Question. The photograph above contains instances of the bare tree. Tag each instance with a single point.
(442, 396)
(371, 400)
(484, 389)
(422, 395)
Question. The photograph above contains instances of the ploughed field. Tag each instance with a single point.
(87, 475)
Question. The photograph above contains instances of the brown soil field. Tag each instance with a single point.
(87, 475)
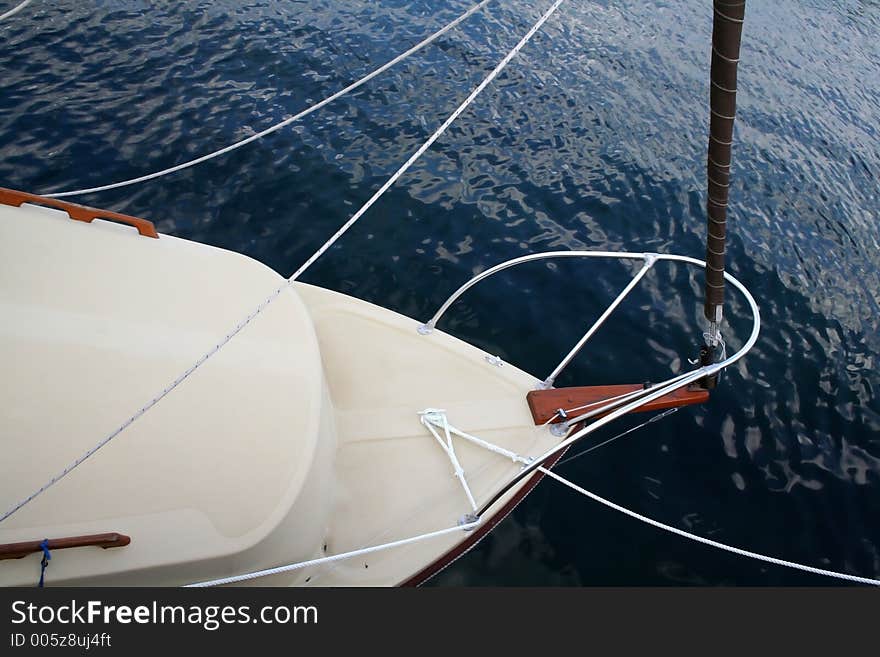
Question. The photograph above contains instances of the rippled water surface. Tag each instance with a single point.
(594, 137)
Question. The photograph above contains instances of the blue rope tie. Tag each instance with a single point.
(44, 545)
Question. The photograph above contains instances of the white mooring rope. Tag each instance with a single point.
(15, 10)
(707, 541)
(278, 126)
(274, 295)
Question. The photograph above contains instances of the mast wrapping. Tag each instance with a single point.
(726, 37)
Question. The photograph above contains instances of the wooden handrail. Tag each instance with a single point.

================================

Instructions for the task → Quote verbatim the lines from the one containing "Question. The photograph above contains instances of the rippled" through the end of the records above, both ends included.

Correct result →
Question. The photograph above contains instances of the rippled water surface. Tag each instance with a single point.
(594, 137)
Question. The photograph above contains instances of the blue rope tie. Tag each instance with a single point.
(44, 545)
Question. The photograph above contains instances of the white mooring rope. Tag each instance with a single point.
(15, 10)
(707, 541)
(278, 126)
(274, 295)
Question. The photograph above contains instances of the mast wrapping. Tag each instance with a single point.
(726, 37)
Question. The photograph above contains instances of the wooden handrail. Tag each instance with a single point.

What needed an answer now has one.